--- start Record set ---
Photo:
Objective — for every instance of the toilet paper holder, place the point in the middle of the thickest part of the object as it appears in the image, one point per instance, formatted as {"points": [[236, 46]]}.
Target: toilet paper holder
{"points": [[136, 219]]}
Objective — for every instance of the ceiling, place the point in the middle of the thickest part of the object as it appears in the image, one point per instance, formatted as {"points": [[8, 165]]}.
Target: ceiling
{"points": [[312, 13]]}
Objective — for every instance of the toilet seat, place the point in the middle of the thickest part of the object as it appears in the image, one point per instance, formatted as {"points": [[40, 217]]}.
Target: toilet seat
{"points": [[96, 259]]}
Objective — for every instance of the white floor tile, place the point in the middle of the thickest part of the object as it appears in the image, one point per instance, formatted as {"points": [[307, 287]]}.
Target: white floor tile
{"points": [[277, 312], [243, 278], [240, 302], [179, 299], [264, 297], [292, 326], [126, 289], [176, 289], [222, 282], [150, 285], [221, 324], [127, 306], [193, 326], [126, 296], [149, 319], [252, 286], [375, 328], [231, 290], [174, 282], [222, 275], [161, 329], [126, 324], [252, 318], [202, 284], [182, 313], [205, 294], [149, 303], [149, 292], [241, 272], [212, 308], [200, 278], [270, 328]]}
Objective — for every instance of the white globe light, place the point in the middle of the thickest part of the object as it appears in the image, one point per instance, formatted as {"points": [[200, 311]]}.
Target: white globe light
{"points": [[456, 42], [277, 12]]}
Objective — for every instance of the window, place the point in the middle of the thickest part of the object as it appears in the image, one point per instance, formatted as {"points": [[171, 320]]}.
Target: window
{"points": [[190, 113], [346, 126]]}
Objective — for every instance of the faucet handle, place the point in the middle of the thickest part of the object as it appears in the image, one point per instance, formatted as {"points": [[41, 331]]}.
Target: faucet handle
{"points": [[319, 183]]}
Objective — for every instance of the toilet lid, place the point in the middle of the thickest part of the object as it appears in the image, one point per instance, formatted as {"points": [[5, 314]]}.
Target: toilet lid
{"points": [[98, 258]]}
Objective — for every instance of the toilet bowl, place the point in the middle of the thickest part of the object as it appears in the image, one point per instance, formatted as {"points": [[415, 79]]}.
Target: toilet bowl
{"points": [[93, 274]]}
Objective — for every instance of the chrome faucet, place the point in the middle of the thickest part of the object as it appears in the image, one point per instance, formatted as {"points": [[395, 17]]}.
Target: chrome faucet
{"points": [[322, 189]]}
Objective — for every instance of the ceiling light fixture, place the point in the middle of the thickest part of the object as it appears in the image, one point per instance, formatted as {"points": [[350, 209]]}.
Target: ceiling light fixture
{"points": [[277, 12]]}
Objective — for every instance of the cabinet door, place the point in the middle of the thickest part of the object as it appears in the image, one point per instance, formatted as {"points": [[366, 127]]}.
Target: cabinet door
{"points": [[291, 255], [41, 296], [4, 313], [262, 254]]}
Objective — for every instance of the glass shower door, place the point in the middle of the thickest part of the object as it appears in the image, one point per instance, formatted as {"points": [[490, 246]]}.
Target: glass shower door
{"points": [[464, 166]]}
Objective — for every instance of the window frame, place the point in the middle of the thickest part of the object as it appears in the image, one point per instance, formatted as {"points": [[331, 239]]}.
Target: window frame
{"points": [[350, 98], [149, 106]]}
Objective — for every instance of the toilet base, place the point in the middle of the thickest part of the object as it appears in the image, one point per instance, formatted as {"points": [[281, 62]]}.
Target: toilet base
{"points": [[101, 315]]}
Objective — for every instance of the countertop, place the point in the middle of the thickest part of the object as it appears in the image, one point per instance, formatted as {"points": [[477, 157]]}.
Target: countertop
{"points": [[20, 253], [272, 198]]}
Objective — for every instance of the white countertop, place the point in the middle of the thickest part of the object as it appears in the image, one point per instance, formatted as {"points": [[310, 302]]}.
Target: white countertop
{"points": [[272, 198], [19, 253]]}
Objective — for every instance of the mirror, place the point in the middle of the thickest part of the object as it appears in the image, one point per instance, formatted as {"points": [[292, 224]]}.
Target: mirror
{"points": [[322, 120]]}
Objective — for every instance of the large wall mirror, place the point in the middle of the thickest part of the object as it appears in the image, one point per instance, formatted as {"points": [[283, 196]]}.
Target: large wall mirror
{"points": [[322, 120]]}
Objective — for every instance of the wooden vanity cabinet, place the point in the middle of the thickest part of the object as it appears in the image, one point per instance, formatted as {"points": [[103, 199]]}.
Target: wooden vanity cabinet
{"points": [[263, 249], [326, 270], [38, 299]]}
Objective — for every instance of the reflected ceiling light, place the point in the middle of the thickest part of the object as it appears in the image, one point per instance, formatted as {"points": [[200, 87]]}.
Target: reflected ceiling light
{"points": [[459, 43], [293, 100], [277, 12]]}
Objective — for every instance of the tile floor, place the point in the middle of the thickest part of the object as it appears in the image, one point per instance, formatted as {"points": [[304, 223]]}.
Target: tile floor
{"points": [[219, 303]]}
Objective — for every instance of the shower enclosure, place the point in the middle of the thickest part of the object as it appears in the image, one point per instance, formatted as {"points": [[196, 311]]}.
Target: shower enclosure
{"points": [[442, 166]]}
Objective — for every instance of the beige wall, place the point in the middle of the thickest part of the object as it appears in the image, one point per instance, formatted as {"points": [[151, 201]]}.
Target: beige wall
--- end Record set ---
_Requirements_:
Give the records above again, word for word.

_Written answer_:
Photo:
Objective — for every instance of the toilet paper holder, place the point in the middle of the thickest part of the object as it appears in the image, one point per instance, formatted as {"points": [[236, 46]]}.
Target: toilet paper holder
{"points": [[136, 219]]}
Objective — for every instance of the ceiling, place the point in the middle of the thickest part of the object as it appears in the image, one point per instance, formatted as {"points": [[8, 165]]}.
Target: ceiling
{"points": [[312, 13]]}
Objective — for every instance of the toilet seat, place the point in the middle of the thickest part of the object as it appears in the image, one point per instance, formatted as {"points": [[40, 217]]}.
Target: toilet seat
{"points": [[96, 259]]}
Objective — for every instance of the white floor tile, place the point in the middle of the thickest part of the object as it appears in the image, one point per instance, formatted as {"points": [[307, 287]]}.
Target: white floor tile
{"points": [[277, 312], [243, 278], [240, 302], [179, 299], [264, 297], [292, 326], [126, 289], [176, 289], [222, 282], [150, 285], [221, 324], [127, 306], [193, 326], [126, 296], [149, 319], [252, 286], [375, 328], [231, 290], [174, 282], [222, 275], [161, 329], [126, 324], [252, 318], [202, 284], [182, 313], [205, 294], [149, 303], [149, 292], [241, 272], [212, 308], [200, 278], [270, 328]]}
Objective — for every instance of the white globe light, place the point in the middle of the thickest part of the object as it appears in the image, one point per instance, formatted as {"points": [[200, 311]]}.
Target: white globe light
{"points": [[456, 42], [277, 12]]}
Objective — for every instance of the window, place the point in the middle of the thickest part of the object as it appears in the image, one point per instance, formatted as {"points": [[171, 320]]}.
Target: window
{"points": [[190, 113], [346, 126]]}
Objective — for every instance of the faucet handle, place the point in the middle of the thickest part of the object as it appears in the image, one point per instance, formatted as {"points": [[41, 331]]}.
Target: faucet handle
{"points": [[319, 183]]}
Objective — for every instance of the toilet lid, place the point in the middle of the thickest part of the object as it appears in the image, one point per instance, formatted as {"points": [[5, 314]]}.
Target: toilet lid
{"points": [[98, 258]]}
Objective — for every instance of the toilet bowl, place the point in the middle of the thickest part of the object as it appears in the image, one point per instance, formatted as {"points": [[415, 79]]}.
Target: toilet bowl
{"points": [[93, 274]]}
Objective — for every instance of the chrome faucet, place the point in the middle of the thickest part of the object as it appears in the image, one point per instance, formatted as {"points": [[395, 17]]}.
Target: chrome faucet
{"points": [[322, 189]]}
Objective — for every instance of the ceiling light fixture, place the point in the middle of the thickest part of the object as it appears in the image, one point per instance, formatted as {"points": [[350, 209]]}.
Target: ceiling light fixture
{"points": [[277, 12]]}
Objective — for every instance of the cabinet door, place the point in the middle of the thickest part of the object as it appears in the image, one point per instance, formatted as {"points": [[366, 127]]}.
Target: cabinet door
{"points": [[291, 255], [41, 296], [4, 313], [262, 254]]}
Objective — for every instance of the glass shower door, place the point in the middle of the thickest part of the object as it appears in the image, one point per instance, formatted as {"points": [[490, 246]]}.
Target: glass shower door
{"points": [[464, 166]]}
Objective — for every instance of the window frame, place the point in the middle of the thickest part of the object as it appears in the image, one point per instance, formatted as {"points": [[331, 239]]}.
Target: window frame
{"points": [[350, 98], [149, 106]]}
Objective — for every instance of the toilet base, place the point in the middle of the thickest part of the object as it appears in the image, one point per instance, formatted as {"points": [[281, 62]]}.
Target: toilet base
{"points": [[101, 315]]}
Objective — for every instance of the countertop, place the point in the middle of the thickest part of the object as it appears in the image, one point per instance, formatted as {"points": [[477, 157]]}.
Target: countertop
{"points": [[20, 253], [272, 198]]}
Objective — for every instance of the white countertop, place the point in the middle of the thickest part of the object as it appears in the image, one point per instance, formatted as {"points": [[310, 302]]}.
Target: white countertop
{"points": [[272, 198], [19, 253]]}
Objective — for every instance of the mirror, place the point in the middle of the thickest part of the object as it appears in the image, one point per instance, formatted as {"points": [[292, 224]]}.
Target: mirror
{"points": [[322, 120]]}
Objective — for every instance of the large wall mirror, place the point in the middle of the thickest part of the object as it appears in the image, one point per instance, formatted as {"points": [[283, 196]]}.
Target: large wall mirror
{"points": [[322, 120]]}
Objective — for every instance of the wooden vanity cabinet, place the point in the middle of the thickest part of the object as it appears in the image, one point per instance, formatted as {"points": [[103, 199]]}.
Target: wooden vanity cabinet
{"points": [[263, 249], [326, 270], [38, 299]]}
Objective — for every instance of the reflected ceiling light, place the point in the middle of the thickest part of the object as it appears in the image, one point per instance, formatted as {"points": [[200, 87]]}.
Target: reflected ceiling light
{"points": [[459, 43], [293, 100], [277, 12]]}
Objective — for every instance of the tile floor, place the point in the middle of the thickest part of the object as it appears in the image, one point per instance, formatted as {"points": [[304, 223]]}.
Target: tile floor
{"points": [[219, 303]]}
Objective — for every instance of the shower enclosure, place the point in the middle of the thickest part of the object as it appears in the image, one point per instance, formatted as {"points": [[196, 311]]}.
Target: shower enclosure
{"points": [[442, 166]]}
Objective — for every instance of the beige wall, place the point in the middle of the thickest part of the object as it appears in the image, one point per instance, formatted as {"points": [[151, 201]]}.
Target: beige wall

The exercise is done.